Scan the lines below; pull out those with "ceiling".

Data entries
-- Opening Marker --

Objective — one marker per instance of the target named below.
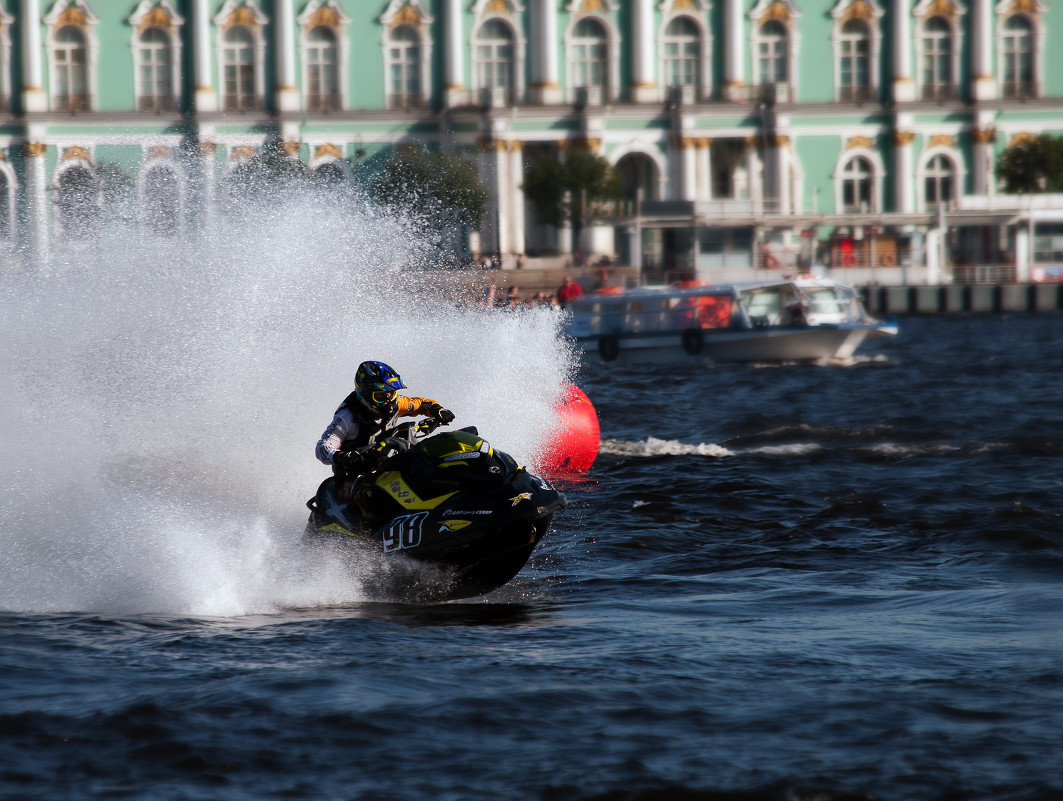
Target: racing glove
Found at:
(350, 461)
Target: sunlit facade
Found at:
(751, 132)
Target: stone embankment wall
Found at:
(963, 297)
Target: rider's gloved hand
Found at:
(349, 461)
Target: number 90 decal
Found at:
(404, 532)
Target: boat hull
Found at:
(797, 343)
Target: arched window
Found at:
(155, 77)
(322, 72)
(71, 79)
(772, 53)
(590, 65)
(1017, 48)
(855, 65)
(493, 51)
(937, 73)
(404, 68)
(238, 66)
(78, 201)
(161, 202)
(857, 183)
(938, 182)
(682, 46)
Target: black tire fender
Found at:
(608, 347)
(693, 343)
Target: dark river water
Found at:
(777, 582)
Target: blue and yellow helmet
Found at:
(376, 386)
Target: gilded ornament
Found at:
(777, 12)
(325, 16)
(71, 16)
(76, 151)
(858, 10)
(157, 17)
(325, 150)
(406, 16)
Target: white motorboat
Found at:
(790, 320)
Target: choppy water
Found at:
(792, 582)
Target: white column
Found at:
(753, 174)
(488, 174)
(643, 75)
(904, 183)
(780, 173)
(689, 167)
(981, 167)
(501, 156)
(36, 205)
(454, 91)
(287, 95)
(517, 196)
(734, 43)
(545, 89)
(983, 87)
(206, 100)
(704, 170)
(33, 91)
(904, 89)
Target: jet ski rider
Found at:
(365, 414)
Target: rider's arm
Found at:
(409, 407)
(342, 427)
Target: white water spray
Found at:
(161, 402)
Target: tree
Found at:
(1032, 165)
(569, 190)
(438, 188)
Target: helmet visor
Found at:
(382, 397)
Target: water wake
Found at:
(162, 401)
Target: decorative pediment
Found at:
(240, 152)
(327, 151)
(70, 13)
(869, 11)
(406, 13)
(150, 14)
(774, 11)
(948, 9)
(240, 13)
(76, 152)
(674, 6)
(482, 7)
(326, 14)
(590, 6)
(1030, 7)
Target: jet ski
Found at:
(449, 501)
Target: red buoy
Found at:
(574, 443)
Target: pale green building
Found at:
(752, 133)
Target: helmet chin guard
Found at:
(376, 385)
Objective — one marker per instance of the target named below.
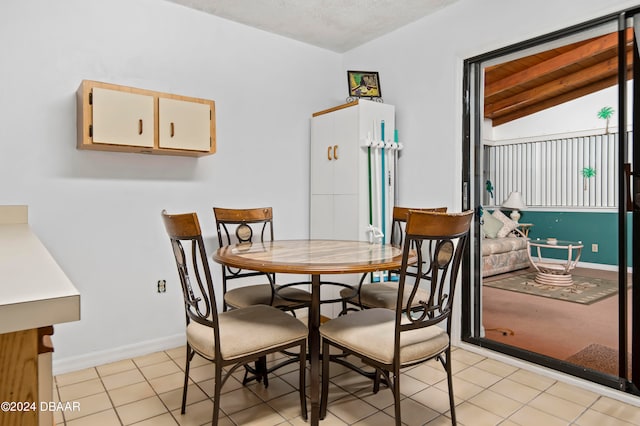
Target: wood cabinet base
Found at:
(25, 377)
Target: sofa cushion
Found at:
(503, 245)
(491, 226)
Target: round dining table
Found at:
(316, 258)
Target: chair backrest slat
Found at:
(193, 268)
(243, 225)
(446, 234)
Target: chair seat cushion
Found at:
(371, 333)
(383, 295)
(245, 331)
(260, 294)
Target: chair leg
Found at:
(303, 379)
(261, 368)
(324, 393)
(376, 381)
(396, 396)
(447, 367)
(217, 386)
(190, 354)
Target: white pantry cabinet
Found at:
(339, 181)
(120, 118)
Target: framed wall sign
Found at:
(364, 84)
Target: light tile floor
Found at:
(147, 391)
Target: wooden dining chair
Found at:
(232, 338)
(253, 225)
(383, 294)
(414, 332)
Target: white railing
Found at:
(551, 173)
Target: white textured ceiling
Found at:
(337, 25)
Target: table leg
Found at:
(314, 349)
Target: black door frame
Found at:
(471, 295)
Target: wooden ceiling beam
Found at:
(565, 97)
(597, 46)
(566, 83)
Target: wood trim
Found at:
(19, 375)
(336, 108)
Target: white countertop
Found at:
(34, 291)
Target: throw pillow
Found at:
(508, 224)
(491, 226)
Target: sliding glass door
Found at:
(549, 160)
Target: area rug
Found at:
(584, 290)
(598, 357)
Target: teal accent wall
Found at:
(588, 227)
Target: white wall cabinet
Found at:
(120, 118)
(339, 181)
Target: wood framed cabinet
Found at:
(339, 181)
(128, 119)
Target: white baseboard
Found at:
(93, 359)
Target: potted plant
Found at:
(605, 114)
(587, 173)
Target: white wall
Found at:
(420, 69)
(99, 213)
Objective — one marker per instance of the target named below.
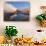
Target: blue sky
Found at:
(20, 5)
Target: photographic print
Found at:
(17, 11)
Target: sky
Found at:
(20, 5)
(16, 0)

-- Closing Marker --

### OUTPUT FOR THIS TASK
Target: white textured ceiling
Target: wooden ceiling beam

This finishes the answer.